<<<<
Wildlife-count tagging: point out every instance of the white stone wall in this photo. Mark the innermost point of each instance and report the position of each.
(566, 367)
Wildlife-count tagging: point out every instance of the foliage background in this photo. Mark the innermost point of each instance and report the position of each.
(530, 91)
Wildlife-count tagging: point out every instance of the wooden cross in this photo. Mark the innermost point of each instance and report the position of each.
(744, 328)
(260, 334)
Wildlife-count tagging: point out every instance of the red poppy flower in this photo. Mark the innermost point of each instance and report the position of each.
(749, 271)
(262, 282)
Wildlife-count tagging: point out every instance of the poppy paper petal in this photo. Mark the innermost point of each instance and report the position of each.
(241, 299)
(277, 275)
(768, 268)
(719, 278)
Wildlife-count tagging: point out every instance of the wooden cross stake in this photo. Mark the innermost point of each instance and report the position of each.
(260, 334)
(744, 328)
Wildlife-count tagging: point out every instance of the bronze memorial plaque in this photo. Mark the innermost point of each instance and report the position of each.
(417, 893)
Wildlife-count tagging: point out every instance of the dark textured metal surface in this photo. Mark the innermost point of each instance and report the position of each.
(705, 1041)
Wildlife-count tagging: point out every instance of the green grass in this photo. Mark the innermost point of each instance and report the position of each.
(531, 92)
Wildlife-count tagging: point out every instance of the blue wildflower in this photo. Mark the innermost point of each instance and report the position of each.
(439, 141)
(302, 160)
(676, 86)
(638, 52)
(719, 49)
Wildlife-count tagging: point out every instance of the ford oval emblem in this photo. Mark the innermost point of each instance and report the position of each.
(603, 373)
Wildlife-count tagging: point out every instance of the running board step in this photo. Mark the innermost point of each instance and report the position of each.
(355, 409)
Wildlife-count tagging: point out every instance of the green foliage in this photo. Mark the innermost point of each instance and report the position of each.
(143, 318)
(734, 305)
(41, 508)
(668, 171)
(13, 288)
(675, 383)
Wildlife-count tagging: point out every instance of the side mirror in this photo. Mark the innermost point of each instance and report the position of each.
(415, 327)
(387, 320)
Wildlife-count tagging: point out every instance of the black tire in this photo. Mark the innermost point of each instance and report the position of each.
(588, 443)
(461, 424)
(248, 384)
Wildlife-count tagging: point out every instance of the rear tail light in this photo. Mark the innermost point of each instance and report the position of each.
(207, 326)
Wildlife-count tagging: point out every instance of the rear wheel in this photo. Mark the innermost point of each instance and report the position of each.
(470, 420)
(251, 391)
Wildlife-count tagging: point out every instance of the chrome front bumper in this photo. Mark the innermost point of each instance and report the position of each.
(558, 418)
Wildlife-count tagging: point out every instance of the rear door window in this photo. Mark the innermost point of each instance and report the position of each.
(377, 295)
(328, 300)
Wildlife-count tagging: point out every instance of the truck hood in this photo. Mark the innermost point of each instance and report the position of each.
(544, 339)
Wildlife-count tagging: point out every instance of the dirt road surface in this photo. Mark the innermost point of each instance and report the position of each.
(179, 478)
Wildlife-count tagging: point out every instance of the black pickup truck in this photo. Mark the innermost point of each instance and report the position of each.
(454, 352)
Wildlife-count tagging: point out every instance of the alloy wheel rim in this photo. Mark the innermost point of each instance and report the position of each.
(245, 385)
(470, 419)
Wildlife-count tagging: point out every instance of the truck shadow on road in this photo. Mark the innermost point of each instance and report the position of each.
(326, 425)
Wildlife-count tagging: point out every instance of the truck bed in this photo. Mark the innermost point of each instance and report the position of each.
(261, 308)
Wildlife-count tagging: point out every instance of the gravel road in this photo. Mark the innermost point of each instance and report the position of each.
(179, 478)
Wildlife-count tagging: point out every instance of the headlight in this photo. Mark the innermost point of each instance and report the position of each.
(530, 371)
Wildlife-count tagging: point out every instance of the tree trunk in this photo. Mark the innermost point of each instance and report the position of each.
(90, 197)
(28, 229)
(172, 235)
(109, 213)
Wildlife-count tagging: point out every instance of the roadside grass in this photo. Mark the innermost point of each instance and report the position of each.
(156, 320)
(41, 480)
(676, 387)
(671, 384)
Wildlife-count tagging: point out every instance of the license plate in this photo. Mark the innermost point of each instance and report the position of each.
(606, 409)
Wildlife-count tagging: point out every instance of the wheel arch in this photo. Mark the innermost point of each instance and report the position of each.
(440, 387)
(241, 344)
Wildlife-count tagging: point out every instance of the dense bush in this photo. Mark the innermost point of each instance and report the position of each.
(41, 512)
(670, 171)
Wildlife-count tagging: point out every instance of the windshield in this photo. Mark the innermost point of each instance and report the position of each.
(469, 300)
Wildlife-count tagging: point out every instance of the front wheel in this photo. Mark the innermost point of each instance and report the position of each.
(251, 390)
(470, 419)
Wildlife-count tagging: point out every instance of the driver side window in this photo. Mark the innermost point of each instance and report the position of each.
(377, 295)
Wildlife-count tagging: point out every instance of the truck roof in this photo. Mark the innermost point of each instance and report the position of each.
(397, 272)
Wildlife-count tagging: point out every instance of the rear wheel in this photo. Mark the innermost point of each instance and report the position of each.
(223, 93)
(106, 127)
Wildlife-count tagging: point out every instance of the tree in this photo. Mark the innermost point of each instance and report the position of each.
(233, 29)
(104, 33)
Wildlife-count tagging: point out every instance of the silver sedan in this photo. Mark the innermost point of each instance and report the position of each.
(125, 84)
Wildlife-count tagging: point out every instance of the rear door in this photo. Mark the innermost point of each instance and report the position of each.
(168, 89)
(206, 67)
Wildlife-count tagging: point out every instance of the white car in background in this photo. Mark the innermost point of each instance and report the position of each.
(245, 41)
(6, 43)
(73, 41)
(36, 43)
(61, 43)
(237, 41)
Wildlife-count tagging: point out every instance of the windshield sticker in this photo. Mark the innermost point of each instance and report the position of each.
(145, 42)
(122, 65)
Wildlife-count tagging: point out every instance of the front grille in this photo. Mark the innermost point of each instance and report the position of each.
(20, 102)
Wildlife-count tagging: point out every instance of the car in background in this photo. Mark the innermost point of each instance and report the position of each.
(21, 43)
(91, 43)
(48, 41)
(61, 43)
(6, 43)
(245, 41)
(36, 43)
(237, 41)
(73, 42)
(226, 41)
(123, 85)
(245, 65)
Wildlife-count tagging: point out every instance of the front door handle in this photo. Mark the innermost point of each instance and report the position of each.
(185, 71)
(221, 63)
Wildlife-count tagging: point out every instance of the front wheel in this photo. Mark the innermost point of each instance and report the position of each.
>>>>
> [Task to complete]
Retype the material in full, character for character.

> [Full answer]
Wildlife-count tagging: point out every instance of the white stone wall in this photo. Mark the innermost point of each instance and report the position of each.
(566, 367)
Wildlife-count tagging: point out every instance of the foliage background in this photo. Mark the innermost point of each instance and report the position of each.
(530, 91)
Wildlife-count tagging: point out every instance of the wooden cross in this photo. Mark the innermost point of each instance and report the position of each.
(744, 328)
(260, 334)
Wildlife-count tagging: point out every instance of the red poppy flower in this photo. Mark the innermost point of each instance and report the position of each.
(749, 271)
(262, 282)
Wildlife-count tagging: point out every instance of the poppy paper petal in this photo. Mark the innermost point of each instance and report the position of each.
(241, 299)
(277, 275)
(768, 268)
(719, 278)
Wildlife-count tagging: point out every instance of the wooden cross stake in this photo. Mark the innermost point of each instance and report the position of each.
(260, 334)
(744, 328)
Wildlife-count tagging: point out every instance of the bronze memorial plaque in this photo. Mark the innermost point of each instance and report the position of each.
(417, 893)
Wildlife-count tagging: point out every instance of the dark textured metal surface in this photo. Mark the innermost point of each instance and report the position of each.
(705, 1041)
Wildlife-count tagging: point out every instance of the green grass in this photo. Mark the innermost point of each instance and report the position of each.
(531, 92)
Wildlife-count tagging: point out every instance of the blue wildflower in this photo. Mark the innermost point of each instance and report the position of each.
(439, 141)
(302, 160)
(676, 86)
(638, 52)
(719, 49)
Wildlife-count tagging: point out every instance of the ford oval emblem in this photo. Mark the innermost point of each instance and report the position of each.
(603, 373)
Wildlife-count tagging: point out every instance of the running board step in this photo. Mark the innermost point of each instance and report the position of each.
(355, 409)
Wildlife-count tagging: point out every instance of the green foliage in this photo. Mark the innermost point of each instance and report the position of each.
(143, 318)
(734, 305)
(41, 508)
(668, 171)
(13, 288)
(675, 383)
Wildlife-count tagging: point out every instance of the side mirror in this photo. Mark the innermost point of each instance and report the position of each.
(415, 327)
(387, 320)
Wildlife-count tagging: point out every instance of the black tire in this photo. Mark the innermost point of each instance and report the position of each.
(588, 443)
(461, 424)
(248, 384)
Wildlife-count tagging: point out every instance of the rear tail light in this photo. Mark the innermost point of each instance and report the position of each.
(207, 326)
Wildlife-count tagging: point out every instance of the rear wheel in this photo. Mark the innermost point of each instance and report the position of each.
(470, 420)
(251, 391)
Wildlife-count tagging: point out every instance of the chrome front bumper in this photo. Mark the innermost point of each instance and report the position of each.
(558, 418)
Wildlife-count tagging: point out every instance of the rear door window in this photo. Mark the innermost point of each instance and report the position of each.
(377, 295)
(328, 300)
Wildlife-count tagging: point out every instance of the truck hood in this photo. Mark the innermost point of each instance and report the position of each.
(544, 339)
Wildlife-count tagging: point out every instance of the dirt road surface in this photo. Mark the innermost point of each instance and report the position of each.
(179, 478)
Wildlife-count tagging: point out every instance of the black pickup truck in this photo. Mark the innermost point of each instance and report the position of each.
(454, 352)
Wildlife-count tagging: point out every instance of the alloy wheel rim in this photo. Mark the innermost point of each instance and report the position of each.
(245, 385)
(470, 419)
Wildlife-count tagging: point out every instance of the truck shadow on road in this photo. Mark the innermost point of each instance and report the position of each.
(326, 425)
Wildlife-count tagging: point out every instance of the truck bed in this photo. Mark the innermost point of each instance and report the position of each.
(261, 308)
Wildlife-count tagging: point out every instance of the gravel road in this photo. Mark the innermost point of each instance and report the position of each.
(179, 478)
Wildlife-count tagging: point out every instance of the headlight in this photo. Mark the innermost point of each instance and report the position of each.
(530, 371)
Wildlife-count tagging: point out every instance of the tree trunk in this photo. Mark the innermost point of each instance and report the position of each.
(90, 197)
(28, 229)
(172, 235)
(109, 213)
Wildlife-count tagging: point out every instance of the roadside grass in this photo. Mark the innermost point of each instance and report the position of each.
(156, 320)
(41, 480)
(676, 387)
(671, 384)
Wildlife-count tagging: point out every instance of the license plate in this photo. Mark the innermost point of each instance and report the position of each.
(606, 409)
Wildlife-count tagging: point out every instance of the wheel arch in this photo. Mark the innermost point of each instance and report the position of each.
(440, 387)
(241, 344)
Wildlife-count tagging: point out every instance of the dense bush in this photo. Mark the innermost point of each instance and report the position of each.
(41, 512)
(670, 171)
Wildlife-count tagging: point out every instance of the windshield in this photo. Mark the innermost point of each instance and report the position of each.
(469, 300)
Wildlife-count tagging: point out every instance of the front wheel in this photo. Mark the innermost point of each instance and report the position of each.
(251, 390)
(470, 419)
Wildlife-count tagging: point out every instance of the driver side window in this photo. Mark the innermost point of each instance and report the position of each.
(377, 295)
Wildlife-count tagging: point out every instance of the truck roof in this photo. Mark the innermost point of each instance and report the position of each.
(397, 272)
Wildlife-count tagging: point out every instance of the rear wheel in this photo. Mark the innermost point of each instance and report the position of each.
(223, 93)
(106, 127)
Wildlife-count tagging: point out every instance of the tree in this photo. Mark the innermost point of each instance and report the position of each.
(233, 29)
(104, 33)
Wildlife-count tagging: point out every instance of the silver sedan in this photo. Mark the innermost point of each instance and report the position of each.
(125, 84)
Wildlife-count tagging: point out every instance of the rear door in this photo. Mark the innermost point of each instance and report the position of each.
(168, 89)
(206, 67)
Wildlife-count tagging: point out every instance of the white car in background in this photo. Mark the innermost point of each instance and report the position of each.
(245, 41)
(6, 43)
(73, 41)
(36, 43)
(61, 43)
(237, 41)
Wildlife-count tagging: point out every instance of the windshield sticker in this photo. Mark the innermost point of each instance and report the position of each.
(145, 42)
(122, 65)
Wildlife-count tagging: point out every instance of the front grille in this photo. Mark the innermost point of each instance and report the position of each.
(20, 102)
Wildlife-count tagging: point out every instance of the car in background in this photo. Mark the innermost point of each instance and report the position of each.
(21, 43)
(91, 43)
(48, 41)
(61, 43)
(6, 43)
(245, 41)
(36, 43)
(237, 41)
(73, 42)
(226, 41)
(123, 85)
(245, 65)
Wildlife-count tagging: point out every instance of the front door handle in this photo. Mark the innermost point of each instance and report the position of each.
(185, 71)
(221, 63)
Wildlife-count tagging: point out every instance of the front wheel in this photo. Mark the innermost point of each instance and report the position of each.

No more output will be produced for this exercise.